__EXCERPTED TEXT__:
------
The Fund acknowledges that the adequacy and accuracy of the disclosure in the filing is the responsibility of the Fund. The Fund acknowledges that any comments or changes to disclosure in the filing provided by the SEC staff, acting pursuant to delegated authority, do not foreclose the SEC from taking any action with respect to the filing, and the Fund represents that it will not assert staff comments as a defense in any proceeding initiated by the SEC or any person under the federal securities laws of the United States.
Set forth below are the staff’s comments and the Fund’s responses.
Prospectus
Comment 1: Please add a cross-reference to the section titled “The Offering and Purchase of Shares” after the following sentence, which is included under the section titled “The Offering”: “The Fund offers and sells two separate classes of shares of beneficial interests (the “Shares”) designated as Class A (“Class A Shares”) and Class I (“Class I Shares”) in larger minimum denominations (compared to open-end mutual funds) to Eligible Investors (primarily higher net worth individual and institutional investors), as defined below.”
Response: The requested change has been made.
Comment 2: Under the section titled “The Offering” it states that “Investors who purchase Shares in the offering, and other persons who acquire Shares and are admitted to the Fund by its Board of Trustees . . ., will become shareholders of the Fund.” Please clarify the role of the Board with respect to admitting investors in the Fund.
Response: The sentence has been revised as follows:
Investors who purchase Shares in the offering, and other persons who acquire Shares and are admitted to the Fund by its Board of Trustees (each individually a “Trustee” and collectively the “Board”), will become shareholders of the Fund (the “Shareholders”). The Fund’s Board of Trustees (the “Board” and each trustee, a “Trustee”) is responsible for overseeing that Shareholders are Eligible Investors and may delegate this responsibility to the Administrator (as defined below) and/or the Adviser.
Comment 3: Under the section titled “Management Fee,” review and confirm that the disclosure about the expiration of the management fee waiver makes clear that the waiver will only be in effect for one month after effectiveness.
Response: The Fund has reviewed the disclosure and believes that it is complete and accurate as written.
Comment 4: Under the section titled “Expense Limitation Agreement,” confirm that the Expense Limitation Agreement will continue.
Response: Supplementally, the Fund notes that the Expense Limitation Agreement shall automatically renew for one-year terms and may be terminated by the Adviser or the Fund upon thirty (30) days’ prior written notice to the other party. The Fund confirms that there is no current intent by the Fund or the Adviser to terminate the Expense Limitation Agreement.
Comment 5: Under the sections titled “Repurchases of Shares by the Fund” and “Repurchases of Shares,” please specify on which calendar quarter the Fund intends to commence its first tender offer.
Response: In response to the staff’s comment, the relevant paragraph has been revised as follows:
At the discretion of the Board and provided that it is in the best interests of the Fund and Shareholders to do so, the Fund intends to provide a limited degree of liquidity to the Shareholders by conducting repurchase offers generally quarterly, with a Valuation Date (as defined below) on or about March 31, June 30, September 30 and December 31 of each year. The Fund intends to conduct its first tender offer during the fifth calendar quarter after the commencement of the Fund’s operations. In each repurchase offer, the Fund may offer to repurchase its Shares at their NAV as determined as of approximately March 31, June 30, September 30 and December 31, of each year, as applicable (each, a “Valuation
Date”). The Fund intends to commence its first tender offer period on or about June 30, 2015, with an anticipated Valuation Date of September 30, 2015.
------
Annotated coordinate records

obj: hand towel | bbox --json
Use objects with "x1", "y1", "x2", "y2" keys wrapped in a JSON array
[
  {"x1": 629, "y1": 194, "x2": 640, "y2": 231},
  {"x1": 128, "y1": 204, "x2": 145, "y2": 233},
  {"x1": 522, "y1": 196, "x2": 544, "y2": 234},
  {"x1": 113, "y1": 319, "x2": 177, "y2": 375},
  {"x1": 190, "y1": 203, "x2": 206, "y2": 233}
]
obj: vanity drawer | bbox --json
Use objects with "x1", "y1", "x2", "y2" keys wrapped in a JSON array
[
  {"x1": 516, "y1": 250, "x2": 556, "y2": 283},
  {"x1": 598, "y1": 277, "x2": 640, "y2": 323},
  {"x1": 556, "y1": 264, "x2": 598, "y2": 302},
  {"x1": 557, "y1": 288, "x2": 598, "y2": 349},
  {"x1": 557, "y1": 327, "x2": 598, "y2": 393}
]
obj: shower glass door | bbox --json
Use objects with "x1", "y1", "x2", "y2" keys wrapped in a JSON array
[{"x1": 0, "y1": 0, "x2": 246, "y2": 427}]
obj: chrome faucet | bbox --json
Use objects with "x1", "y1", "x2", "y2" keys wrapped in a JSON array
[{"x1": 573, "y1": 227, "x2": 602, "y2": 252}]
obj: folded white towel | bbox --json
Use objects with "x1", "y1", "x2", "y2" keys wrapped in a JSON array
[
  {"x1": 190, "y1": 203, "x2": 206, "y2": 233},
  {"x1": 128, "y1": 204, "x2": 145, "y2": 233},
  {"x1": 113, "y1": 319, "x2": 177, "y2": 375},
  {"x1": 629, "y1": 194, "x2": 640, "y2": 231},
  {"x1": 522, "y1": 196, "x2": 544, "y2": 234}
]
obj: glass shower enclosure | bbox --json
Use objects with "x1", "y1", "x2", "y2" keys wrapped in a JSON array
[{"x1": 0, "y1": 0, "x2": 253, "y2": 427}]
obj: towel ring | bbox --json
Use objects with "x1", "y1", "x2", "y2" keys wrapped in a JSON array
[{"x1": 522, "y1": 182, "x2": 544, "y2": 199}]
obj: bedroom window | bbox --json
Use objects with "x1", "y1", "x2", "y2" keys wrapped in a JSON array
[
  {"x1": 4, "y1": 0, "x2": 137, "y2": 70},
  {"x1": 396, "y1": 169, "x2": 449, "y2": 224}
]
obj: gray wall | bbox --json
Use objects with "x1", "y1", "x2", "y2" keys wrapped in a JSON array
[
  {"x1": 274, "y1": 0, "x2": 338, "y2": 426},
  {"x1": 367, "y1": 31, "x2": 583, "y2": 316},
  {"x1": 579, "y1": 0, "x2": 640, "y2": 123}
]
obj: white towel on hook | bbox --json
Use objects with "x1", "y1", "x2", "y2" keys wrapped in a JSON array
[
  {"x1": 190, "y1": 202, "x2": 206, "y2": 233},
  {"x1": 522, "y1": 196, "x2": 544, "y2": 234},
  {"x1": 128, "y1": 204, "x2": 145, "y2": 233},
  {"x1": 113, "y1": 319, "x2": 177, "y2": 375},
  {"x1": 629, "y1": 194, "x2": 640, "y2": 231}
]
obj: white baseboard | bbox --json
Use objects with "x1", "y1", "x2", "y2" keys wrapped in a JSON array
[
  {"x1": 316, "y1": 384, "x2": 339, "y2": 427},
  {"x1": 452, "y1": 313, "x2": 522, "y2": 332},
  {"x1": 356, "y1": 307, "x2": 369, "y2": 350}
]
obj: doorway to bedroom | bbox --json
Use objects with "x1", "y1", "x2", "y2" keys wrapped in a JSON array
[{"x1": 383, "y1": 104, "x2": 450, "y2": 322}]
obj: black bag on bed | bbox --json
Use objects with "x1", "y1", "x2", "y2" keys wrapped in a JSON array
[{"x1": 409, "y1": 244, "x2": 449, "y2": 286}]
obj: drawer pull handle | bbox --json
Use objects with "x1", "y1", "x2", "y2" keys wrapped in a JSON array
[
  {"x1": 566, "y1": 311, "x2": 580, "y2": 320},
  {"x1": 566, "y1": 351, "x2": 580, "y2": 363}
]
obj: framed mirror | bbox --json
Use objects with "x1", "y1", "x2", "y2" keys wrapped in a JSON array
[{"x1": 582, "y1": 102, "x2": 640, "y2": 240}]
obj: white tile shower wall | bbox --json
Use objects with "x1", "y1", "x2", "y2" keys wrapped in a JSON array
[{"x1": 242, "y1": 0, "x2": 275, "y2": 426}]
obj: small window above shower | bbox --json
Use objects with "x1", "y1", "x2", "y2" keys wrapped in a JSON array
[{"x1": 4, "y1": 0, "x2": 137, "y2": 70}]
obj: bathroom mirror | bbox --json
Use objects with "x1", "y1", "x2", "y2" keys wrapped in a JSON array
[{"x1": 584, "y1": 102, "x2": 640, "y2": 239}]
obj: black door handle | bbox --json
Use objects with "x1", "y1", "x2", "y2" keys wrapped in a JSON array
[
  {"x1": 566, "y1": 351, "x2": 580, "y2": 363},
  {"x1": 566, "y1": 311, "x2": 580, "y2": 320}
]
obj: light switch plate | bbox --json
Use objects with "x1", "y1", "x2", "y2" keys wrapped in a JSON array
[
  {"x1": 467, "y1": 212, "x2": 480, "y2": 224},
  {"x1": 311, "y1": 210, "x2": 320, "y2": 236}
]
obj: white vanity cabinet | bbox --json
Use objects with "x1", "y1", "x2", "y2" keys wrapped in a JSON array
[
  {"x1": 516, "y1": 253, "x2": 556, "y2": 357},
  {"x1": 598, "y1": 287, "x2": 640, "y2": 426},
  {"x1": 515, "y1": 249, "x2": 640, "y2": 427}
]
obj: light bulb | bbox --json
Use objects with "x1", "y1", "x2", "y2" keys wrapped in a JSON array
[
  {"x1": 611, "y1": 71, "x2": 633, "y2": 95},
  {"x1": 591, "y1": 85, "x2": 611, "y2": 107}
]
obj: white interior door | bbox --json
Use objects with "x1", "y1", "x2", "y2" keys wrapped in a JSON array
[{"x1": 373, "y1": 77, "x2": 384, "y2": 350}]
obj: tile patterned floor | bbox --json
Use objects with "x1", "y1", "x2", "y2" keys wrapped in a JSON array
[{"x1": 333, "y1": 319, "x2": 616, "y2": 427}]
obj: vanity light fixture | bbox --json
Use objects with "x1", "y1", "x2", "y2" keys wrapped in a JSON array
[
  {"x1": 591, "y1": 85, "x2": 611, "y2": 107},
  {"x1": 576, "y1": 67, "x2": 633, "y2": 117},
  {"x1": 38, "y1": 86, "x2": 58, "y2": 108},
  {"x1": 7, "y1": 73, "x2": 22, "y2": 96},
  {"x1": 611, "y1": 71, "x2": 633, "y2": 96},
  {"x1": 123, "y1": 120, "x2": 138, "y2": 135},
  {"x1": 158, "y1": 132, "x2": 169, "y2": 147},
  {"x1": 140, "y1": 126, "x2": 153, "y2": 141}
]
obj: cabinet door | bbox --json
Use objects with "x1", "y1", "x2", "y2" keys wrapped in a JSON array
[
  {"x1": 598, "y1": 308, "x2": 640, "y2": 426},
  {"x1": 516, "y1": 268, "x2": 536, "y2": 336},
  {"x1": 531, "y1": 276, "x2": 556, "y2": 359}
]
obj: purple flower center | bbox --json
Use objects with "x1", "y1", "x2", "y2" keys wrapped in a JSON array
------
__GIVEN EXERCISE 1__: Translate this sentence from the fund's response letter into Spanish: "Set forth below are the staff's comments and the Fund's responses."
__GIVEN EXERCISE 2__: Reproduce the passage of the fund's response letter that begins at the words "Response: The requested" and stops after "in the Fund.", renaming "Board" as "Council" throughout.
__GIVEN EXERCISE 3__: Write what follows the last sentence of the fund's response letter.

__RESPONSE 1__: A continuación se exponen los comentarios del personal y las respuestas del Fondo.

__RESPONSE 2__:
Response: The requested change has been made.
Comment 2: Under the section titled “The Offering” it states that “Investors who purchase Shares in the offering, and other persons who acquire Shares and are admitted to the Fund by its Council of Trustees . . ., will become shareholders of the Fund.” Please clarify the role of the Council with respect to admitting investors in the Fund.

__RESPONSE 3__:
Comment 6: Under the section titled “Risk Factors - Fees and Expenses,” please add a cross-reference to the fee table after the following sentence: “The Fund’s expenses thus may constitute a higher percentage of net assets than expenses associated with other types of investment entities. Class A Shares and Class I Shares are subject to different fees and expenses.”
Response: The requested change has been made.
Comment 7: Please confirm that the completed fee table will be provided prior to effectiveness.
Response: The Fund confirms that the completed fee table will be provided prior to effectiveness.
Comment 8: Under the Section titled “Advisory Agreement,” please provide the date of the Fund’s first semi-annual report.
Response: In response to the staff’s comment, the relevant sentence has been revised as follows:
A discussion regarding the basis for the approval of the Advisory Agreement is available in the Fund’s first semi-annual report to Shareholders for the period ended September 30, 2014.
Comment 9: Please confirm that the updated Related Performance Appendix will be provided prior to effectiveness.
Response: The Fund confirms that the updated Related Performance Appendix will be provided prior to effectiveness.
Comment 10: On page A-2 of the Related Performance Appendix, please remove the 3-Year Annualized Returns.
Response: The requested change has been made.
Statement of Additional Information
Comment 11: With respect to fundamental investment restriction number 5, please add a description of what the 1940 Act requires with respect to making loans.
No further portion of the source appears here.